Listed records:
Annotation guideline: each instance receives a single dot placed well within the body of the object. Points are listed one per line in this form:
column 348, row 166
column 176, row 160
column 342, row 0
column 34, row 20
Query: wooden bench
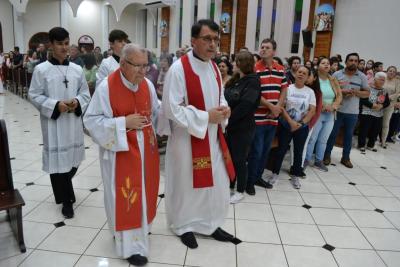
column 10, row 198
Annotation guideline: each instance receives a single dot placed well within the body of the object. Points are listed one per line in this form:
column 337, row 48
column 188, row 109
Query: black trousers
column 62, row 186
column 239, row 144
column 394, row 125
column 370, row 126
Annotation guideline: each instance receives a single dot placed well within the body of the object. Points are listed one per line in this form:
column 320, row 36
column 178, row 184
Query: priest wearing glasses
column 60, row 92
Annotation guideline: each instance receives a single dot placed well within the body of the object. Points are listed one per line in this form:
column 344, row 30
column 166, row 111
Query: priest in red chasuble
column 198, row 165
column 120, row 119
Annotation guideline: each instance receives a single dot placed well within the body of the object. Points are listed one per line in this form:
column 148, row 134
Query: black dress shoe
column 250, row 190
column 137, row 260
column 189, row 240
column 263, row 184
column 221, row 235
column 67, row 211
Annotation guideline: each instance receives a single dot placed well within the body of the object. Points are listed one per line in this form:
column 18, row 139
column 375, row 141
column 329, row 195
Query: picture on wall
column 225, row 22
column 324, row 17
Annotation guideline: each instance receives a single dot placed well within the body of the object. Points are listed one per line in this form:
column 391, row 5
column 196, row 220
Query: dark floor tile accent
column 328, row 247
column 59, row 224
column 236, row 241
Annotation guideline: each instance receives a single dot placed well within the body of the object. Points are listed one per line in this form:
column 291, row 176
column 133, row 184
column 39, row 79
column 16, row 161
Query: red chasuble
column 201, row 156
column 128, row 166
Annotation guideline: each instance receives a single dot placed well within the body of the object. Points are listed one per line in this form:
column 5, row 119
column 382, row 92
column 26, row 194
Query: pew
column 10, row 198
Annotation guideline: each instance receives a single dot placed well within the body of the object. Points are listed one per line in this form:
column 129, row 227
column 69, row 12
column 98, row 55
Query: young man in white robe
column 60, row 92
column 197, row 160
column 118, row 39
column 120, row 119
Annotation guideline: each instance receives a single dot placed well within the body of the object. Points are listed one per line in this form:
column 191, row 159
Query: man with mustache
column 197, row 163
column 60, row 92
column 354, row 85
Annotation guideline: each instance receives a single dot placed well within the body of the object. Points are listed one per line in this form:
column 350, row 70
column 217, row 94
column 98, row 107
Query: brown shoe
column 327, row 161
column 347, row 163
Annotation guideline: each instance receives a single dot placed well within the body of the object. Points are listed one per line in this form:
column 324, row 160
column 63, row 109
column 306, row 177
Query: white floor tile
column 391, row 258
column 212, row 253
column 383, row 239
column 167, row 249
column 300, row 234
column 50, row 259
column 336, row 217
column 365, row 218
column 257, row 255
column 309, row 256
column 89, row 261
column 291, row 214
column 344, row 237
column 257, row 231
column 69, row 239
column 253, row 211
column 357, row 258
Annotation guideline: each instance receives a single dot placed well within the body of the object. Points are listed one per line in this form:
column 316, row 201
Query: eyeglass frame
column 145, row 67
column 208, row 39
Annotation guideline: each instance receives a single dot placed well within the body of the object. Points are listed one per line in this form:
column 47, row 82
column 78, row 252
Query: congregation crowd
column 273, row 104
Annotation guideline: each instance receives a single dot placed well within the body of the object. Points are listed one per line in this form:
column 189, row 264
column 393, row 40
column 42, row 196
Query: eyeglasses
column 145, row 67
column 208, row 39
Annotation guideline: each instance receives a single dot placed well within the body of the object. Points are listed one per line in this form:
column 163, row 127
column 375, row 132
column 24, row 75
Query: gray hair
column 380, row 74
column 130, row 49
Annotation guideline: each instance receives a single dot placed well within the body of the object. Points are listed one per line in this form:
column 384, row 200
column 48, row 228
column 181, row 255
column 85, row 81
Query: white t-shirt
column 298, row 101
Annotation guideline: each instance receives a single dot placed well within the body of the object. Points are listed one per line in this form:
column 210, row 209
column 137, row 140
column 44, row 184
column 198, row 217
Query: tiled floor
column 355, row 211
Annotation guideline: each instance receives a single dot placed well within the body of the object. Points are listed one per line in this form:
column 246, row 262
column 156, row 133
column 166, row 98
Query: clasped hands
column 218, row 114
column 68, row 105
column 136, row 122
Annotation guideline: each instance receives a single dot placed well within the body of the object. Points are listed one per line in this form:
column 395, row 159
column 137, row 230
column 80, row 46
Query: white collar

--

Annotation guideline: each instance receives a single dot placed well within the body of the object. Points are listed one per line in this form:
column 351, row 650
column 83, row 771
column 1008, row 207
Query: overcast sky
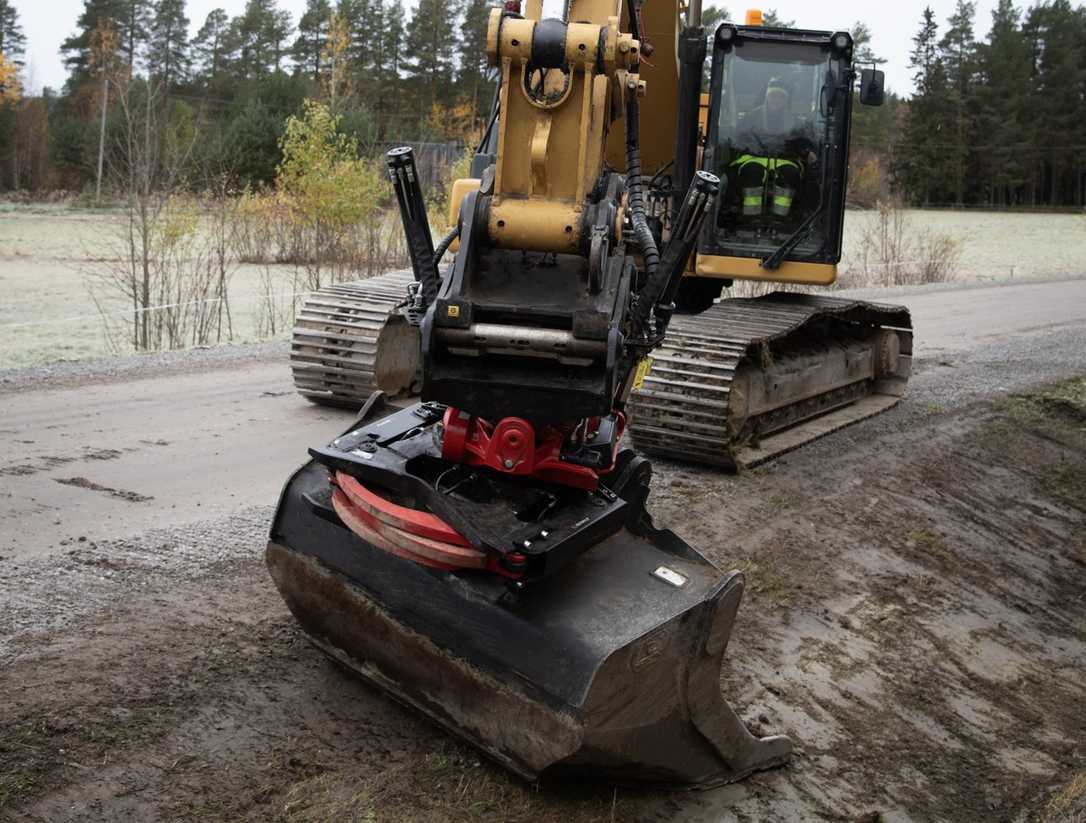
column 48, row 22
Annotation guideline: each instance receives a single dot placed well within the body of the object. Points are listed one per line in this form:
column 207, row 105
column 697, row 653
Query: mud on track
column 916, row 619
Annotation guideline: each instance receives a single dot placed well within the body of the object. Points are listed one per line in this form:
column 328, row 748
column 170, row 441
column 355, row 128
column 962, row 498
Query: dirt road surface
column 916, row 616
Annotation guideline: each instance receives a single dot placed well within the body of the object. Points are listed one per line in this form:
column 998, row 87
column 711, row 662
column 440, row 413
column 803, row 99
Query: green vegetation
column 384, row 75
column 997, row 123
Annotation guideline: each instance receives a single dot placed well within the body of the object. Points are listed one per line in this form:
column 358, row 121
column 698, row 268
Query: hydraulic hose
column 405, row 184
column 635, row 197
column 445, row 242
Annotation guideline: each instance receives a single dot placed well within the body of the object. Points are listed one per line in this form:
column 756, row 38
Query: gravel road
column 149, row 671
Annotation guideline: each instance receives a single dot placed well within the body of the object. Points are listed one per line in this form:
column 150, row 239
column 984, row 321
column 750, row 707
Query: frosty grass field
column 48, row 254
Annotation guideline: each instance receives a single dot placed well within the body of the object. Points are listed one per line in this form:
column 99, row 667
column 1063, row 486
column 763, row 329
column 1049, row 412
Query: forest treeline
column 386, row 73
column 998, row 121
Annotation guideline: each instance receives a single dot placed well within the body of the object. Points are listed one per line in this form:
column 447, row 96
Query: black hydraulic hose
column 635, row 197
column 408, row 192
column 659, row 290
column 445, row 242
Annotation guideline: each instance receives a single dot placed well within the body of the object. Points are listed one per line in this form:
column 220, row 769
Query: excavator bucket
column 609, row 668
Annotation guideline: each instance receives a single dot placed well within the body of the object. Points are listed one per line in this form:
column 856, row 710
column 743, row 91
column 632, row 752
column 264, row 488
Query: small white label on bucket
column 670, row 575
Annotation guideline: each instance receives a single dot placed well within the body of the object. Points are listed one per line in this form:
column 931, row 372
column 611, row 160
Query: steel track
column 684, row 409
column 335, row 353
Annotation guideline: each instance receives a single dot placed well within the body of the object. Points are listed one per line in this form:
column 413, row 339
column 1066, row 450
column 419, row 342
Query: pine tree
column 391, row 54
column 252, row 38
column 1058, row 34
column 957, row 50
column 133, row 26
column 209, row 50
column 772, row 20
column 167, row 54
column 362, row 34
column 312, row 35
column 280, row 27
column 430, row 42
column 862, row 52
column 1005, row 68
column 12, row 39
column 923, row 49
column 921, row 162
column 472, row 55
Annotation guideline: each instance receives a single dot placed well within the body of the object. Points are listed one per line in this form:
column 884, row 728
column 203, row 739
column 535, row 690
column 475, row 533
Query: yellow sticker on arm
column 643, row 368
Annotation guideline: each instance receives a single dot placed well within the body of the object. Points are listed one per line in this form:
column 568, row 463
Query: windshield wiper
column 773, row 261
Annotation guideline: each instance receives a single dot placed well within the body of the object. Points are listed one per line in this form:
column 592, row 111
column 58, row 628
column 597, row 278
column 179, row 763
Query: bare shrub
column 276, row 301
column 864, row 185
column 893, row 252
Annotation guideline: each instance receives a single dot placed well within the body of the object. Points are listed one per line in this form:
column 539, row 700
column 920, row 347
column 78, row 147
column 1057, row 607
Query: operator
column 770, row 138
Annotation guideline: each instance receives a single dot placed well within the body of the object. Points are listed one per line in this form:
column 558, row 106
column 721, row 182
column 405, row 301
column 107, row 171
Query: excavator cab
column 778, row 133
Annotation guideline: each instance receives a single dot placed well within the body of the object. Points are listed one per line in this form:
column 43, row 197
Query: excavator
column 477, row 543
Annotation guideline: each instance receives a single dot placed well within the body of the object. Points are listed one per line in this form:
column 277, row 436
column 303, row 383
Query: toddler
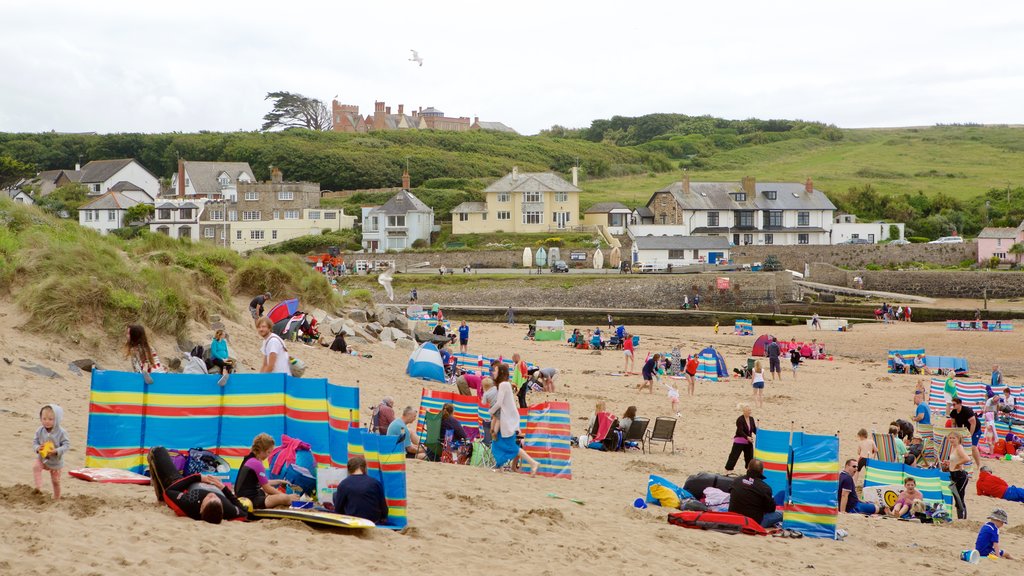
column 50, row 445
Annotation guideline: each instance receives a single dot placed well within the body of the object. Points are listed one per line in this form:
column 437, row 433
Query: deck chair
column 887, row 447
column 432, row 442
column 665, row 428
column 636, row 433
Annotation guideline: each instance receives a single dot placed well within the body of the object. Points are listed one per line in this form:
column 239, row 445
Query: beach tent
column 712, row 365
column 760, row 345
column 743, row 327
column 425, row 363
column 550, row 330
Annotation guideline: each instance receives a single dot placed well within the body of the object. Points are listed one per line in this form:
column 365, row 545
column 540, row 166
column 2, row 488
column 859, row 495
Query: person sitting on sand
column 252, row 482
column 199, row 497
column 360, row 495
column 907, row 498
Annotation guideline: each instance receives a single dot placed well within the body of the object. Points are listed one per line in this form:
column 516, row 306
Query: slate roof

--

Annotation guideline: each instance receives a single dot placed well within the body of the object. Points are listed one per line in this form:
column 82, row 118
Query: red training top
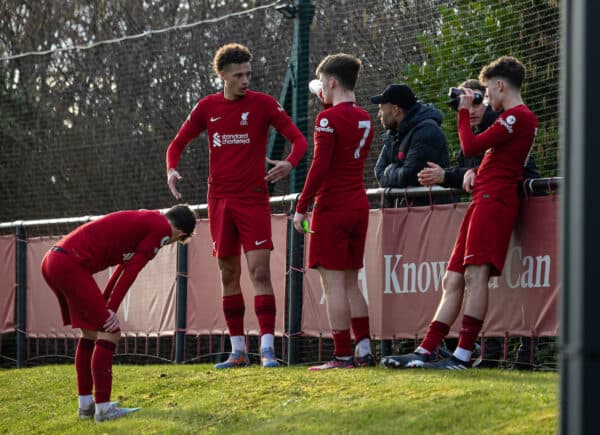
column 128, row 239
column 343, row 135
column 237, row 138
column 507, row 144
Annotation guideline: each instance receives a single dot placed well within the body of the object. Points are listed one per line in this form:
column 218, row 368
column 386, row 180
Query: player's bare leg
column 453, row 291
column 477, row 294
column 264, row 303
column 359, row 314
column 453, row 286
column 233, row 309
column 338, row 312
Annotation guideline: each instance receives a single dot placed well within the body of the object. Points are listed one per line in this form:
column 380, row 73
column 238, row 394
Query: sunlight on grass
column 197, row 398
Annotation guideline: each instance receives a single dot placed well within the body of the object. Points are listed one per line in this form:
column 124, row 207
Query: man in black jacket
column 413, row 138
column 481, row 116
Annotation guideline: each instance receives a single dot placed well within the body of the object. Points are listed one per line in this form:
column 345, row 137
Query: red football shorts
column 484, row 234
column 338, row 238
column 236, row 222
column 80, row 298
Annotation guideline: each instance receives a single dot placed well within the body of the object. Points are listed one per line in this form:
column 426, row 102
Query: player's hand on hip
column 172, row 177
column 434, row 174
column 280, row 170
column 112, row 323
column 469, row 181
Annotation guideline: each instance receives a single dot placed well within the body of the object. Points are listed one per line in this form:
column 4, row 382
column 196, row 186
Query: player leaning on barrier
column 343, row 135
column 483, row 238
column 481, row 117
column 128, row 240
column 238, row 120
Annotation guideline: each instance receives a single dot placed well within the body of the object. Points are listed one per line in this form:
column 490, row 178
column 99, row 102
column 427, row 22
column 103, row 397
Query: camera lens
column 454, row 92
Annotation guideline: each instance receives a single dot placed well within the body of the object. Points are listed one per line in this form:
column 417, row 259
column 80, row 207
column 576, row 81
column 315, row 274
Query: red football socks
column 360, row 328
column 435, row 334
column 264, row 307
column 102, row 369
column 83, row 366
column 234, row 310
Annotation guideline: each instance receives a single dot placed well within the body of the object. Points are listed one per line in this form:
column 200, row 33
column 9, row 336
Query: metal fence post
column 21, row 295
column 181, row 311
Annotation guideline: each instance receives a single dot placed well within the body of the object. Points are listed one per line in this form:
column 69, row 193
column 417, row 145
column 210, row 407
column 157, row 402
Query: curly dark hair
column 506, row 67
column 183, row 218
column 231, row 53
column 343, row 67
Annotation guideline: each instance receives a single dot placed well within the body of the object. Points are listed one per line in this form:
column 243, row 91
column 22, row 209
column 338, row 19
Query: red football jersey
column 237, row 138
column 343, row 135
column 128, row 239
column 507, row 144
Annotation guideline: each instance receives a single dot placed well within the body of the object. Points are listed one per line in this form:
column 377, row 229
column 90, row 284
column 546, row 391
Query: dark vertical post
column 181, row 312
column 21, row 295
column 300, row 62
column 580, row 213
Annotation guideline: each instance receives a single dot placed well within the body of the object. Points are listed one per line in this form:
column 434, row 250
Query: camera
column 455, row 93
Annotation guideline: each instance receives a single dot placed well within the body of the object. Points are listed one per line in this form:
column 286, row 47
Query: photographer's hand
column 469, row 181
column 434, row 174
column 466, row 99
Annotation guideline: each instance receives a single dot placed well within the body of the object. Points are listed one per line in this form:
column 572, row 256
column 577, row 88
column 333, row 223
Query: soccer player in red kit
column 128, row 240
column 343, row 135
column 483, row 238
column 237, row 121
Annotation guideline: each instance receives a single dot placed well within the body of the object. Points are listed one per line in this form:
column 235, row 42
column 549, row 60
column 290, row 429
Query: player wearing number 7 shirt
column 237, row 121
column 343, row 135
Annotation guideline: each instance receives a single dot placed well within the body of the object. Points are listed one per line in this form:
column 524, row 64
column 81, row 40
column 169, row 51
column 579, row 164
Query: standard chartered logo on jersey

Task objective: The entries above hold a line with "column 81, row 40" and a later line with "Query: standard chartered logo on jersey". Write out exactly those lines and all lines between, nothing more.

Solved problem:
column 81, row 40
column 169, row 51
column 579, row 164
Query: standard chartered logo on jersey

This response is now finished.